**EXCERPT PROVIDED**.
※

What Do We Say to the God of Death?
(A quick aside to bring you up to speed: Recruit is Valor and Valor is Recruit. Like Finklestein is Einhorn. Now then, onward...)
Recruit was a good puppy. He exhibited all the positive traits of his breed. He was intelligent, eager to please, and thick headed. He immediately took to his crate, and regarded the space as his... which was a good thing. Recruit (Valor) as a puppy was like me as a child: an habitual line-stepper who spent a lot of time grounded.
First, though, the tiny puppy that was to become Valor had to survive.
Within a week of coming home from the shelter, Recruit was struck with a nasty case of kennel cough that rapidly progressed into full blown puppy pneumonia. My puppy was dying and there was nothing the Vet could do other than give us a vaporizer. I don't remember if he was given anti-biotics or not, but he stopped eating, and refused to drink water.
I got a big eye-dropper and would encourage him to lick the drops of water. When he would, I rewarded him with a “good drink water”... something I continue to this day whenever he drinks from his bowl.
I put veterinary protein paste on my finger and put in on the roof of his mouth. He hated me for it, but I hoped that hate would keep him warm.
No matter what I did, his whooping cough and congestion got worse, and this initially fat little ball of life became a tiny, weak thing of loose skin and bones.
Until one night he laid on his side, stretched out on the floor, and stopped breathing.
Flashback
Christmas morning 2004. I had gotten out of the Marine Corps earlier that year and was a rookie cop in the Area Command known as The War Zone in a Southwestern city already renowned for it's violence. All the rookies volunteered to work the day shift so the guys with more salt could be with their families.
First call after briefing was for an infant that wasn't breathing. EMS was dispatched, but I was close, so I rogered up to take it. Another rookie from my class volunteered to be my back-up.
Arriving on the call there appeared to be five generations of one Hispanic family weeping in a living room that was decorated with one of the most beautiful trees I had ever seen. In the center of the room laid the lifeless body of a six month old baby.
Little N was one of the largest human beings I had ever met in my life. We had to box each other in the Academy. I'm an experienced pugilist and did just fine until I irritated him.
We looked at the child and without saying a word we got to work. He checked the airway, I made a visual inspection of the child. No issues there. Ok, I'll do tiny compressions you do tiny breathing.
That little baby looked up at me with eyes that had been lifeless for too long. I didn't care. I looked into those dead eyes and willed life back into the baby.
I pleaded with a god I don't believe in to give me something, anything.

※

**STUDY MATERIAL**.
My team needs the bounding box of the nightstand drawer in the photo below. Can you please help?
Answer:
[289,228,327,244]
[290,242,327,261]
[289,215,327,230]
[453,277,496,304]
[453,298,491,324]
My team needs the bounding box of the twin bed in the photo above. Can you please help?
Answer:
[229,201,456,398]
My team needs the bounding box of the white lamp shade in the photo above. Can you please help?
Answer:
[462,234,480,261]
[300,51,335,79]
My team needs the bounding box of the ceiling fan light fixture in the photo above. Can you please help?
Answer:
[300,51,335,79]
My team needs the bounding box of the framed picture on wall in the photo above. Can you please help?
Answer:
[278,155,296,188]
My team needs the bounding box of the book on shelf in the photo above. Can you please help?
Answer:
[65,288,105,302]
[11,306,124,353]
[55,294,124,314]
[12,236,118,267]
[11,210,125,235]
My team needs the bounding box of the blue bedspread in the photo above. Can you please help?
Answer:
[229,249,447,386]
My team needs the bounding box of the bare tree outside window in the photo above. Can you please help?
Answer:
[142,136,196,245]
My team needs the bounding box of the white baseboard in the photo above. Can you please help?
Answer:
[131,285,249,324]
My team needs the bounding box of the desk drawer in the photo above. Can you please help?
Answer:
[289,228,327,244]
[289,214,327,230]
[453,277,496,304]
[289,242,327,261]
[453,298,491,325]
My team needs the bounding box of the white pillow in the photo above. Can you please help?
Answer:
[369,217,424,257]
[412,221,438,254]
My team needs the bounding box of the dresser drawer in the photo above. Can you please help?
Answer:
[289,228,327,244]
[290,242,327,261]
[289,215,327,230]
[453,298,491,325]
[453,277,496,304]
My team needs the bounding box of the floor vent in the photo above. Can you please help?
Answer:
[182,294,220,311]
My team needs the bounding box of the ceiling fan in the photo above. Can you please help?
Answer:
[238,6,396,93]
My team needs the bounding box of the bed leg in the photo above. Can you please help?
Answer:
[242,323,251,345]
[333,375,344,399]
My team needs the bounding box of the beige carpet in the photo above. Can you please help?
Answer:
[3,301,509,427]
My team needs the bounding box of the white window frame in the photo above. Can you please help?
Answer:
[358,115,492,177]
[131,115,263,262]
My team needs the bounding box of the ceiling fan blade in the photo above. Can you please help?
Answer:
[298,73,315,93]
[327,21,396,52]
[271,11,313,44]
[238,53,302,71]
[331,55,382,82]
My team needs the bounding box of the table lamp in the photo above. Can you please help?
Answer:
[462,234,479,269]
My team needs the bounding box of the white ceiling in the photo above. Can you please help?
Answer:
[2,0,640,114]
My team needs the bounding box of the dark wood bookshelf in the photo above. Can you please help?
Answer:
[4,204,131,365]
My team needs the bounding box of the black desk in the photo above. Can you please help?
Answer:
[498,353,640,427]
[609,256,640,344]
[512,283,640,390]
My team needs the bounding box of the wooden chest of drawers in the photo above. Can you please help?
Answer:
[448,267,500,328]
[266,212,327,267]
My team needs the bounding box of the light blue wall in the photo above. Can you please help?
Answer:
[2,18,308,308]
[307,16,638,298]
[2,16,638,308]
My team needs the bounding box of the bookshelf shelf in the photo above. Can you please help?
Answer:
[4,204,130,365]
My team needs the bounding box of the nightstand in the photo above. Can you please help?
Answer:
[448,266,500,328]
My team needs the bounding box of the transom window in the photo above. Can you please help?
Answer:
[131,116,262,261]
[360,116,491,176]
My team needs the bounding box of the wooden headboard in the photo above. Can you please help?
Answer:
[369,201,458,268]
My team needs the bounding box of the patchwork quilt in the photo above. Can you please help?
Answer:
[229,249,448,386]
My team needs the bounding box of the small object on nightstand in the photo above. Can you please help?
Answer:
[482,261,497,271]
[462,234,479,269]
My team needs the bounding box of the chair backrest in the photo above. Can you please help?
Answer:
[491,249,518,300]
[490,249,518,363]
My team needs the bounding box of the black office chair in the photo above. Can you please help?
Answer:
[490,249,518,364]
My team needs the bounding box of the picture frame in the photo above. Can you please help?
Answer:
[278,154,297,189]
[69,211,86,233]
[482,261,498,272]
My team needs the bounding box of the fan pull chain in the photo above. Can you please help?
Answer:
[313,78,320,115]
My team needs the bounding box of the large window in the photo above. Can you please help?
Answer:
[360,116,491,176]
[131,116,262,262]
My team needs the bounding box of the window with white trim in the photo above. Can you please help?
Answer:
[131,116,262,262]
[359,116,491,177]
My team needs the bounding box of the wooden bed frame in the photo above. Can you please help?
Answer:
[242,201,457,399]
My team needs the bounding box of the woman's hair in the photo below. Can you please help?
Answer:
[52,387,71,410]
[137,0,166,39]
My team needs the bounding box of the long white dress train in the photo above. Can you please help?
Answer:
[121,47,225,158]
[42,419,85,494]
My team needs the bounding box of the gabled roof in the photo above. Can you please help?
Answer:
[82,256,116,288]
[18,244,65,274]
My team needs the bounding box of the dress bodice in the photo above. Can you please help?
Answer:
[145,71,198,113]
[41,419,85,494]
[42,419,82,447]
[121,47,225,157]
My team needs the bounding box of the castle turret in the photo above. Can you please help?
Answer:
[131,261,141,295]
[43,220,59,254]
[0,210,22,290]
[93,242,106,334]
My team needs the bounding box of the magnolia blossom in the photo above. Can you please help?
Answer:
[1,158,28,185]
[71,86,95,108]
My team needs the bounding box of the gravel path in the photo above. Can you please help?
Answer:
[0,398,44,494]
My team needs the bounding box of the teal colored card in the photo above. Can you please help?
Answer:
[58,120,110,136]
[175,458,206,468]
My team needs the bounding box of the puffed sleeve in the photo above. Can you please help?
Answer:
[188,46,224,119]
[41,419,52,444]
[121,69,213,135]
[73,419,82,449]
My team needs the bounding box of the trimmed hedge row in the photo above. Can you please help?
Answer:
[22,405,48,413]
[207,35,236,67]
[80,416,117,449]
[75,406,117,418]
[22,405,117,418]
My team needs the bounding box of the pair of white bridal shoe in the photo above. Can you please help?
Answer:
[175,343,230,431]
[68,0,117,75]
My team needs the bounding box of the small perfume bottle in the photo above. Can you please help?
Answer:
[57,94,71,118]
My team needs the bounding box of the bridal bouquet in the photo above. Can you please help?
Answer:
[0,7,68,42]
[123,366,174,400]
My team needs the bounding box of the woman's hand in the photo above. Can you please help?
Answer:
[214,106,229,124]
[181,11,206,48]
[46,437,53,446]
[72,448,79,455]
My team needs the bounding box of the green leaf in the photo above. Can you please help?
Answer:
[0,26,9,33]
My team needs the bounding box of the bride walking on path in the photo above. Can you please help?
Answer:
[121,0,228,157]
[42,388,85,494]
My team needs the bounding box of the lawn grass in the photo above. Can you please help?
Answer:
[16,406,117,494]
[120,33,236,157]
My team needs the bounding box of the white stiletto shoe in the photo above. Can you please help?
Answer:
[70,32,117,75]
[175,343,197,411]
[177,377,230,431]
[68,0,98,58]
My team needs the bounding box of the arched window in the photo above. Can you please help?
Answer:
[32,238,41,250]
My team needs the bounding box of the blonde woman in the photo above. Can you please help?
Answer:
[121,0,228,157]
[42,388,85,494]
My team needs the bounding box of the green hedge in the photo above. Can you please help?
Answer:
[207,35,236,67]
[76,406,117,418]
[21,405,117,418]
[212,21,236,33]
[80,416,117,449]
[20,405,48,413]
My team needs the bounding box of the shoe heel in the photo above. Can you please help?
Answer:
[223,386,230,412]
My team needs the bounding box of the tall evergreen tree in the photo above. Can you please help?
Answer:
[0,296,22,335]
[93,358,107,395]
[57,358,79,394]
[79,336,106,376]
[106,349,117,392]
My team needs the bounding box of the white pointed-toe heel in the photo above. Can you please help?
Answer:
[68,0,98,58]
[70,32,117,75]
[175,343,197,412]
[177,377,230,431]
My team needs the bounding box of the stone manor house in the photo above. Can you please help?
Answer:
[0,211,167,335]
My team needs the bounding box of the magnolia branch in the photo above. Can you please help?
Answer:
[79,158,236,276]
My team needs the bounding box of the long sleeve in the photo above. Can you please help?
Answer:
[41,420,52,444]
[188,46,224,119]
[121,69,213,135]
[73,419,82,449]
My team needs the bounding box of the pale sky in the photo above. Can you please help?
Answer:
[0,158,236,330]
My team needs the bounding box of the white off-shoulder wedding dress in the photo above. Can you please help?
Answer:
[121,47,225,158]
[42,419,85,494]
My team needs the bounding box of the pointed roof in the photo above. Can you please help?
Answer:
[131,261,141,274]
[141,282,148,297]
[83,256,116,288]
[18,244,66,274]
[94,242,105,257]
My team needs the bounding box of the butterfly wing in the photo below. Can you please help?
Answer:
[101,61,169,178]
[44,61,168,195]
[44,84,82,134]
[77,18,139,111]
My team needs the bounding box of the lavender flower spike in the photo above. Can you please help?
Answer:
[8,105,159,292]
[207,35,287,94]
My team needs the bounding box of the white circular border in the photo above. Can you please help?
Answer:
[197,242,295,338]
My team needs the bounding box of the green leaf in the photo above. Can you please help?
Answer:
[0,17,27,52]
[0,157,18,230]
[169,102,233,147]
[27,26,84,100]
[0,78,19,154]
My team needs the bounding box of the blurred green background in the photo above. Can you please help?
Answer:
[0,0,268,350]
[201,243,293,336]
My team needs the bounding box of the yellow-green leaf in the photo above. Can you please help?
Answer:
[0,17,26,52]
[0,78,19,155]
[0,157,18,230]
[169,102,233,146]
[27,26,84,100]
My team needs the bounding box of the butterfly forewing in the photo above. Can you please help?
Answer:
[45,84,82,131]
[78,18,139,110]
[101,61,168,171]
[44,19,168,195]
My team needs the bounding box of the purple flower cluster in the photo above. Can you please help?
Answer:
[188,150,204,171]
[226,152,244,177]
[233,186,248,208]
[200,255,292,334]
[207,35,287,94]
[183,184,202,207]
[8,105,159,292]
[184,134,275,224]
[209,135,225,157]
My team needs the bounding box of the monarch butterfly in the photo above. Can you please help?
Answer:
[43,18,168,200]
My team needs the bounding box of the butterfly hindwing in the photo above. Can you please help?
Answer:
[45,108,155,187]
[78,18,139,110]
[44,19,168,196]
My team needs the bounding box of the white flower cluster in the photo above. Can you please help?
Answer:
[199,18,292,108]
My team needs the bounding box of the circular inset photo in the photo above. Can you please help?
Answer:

※

**TO DO**.
- A) Reproduce the part of the story about the puppy Recruit that begins at the words "I put veterinary" and stops after "be my back-up.".
- B) According to the story about the puppy Recruit, what illness struck him within a week of coming home from the shelter?

**RESULTS**.
- A)
I put veterinary protein paste on my finger and put in on the roof of his mouth. He hated me for it, but I hoped that hate would keep him warm.
No matter what I did, his whooping cough and congestion got worse, and this initially fat little ball of life became a tiny, weak thing of loose skin and bones.
Until one night he laid on his side, stretched out on the floor, and stopped breathing.
Flashback
Christmas morning 2004. I had gotten out of the Marine Corps earlier that year and was a rookie cop in the Area Command known as The War Zone in a Southwestern city already renowned for it's violence. All the rookies volunteered to work the day shift so the guys with more salt could be with their families.
First call after briefing was for an infant that wasn't breathing. EMS was dispatched, but I was close, so I rogered up to take it. Another rookie from my class volunteered to be my back-up.

- B) A nasty case of kennel cough that rapidly progressed into full-blown puppy pneumonia.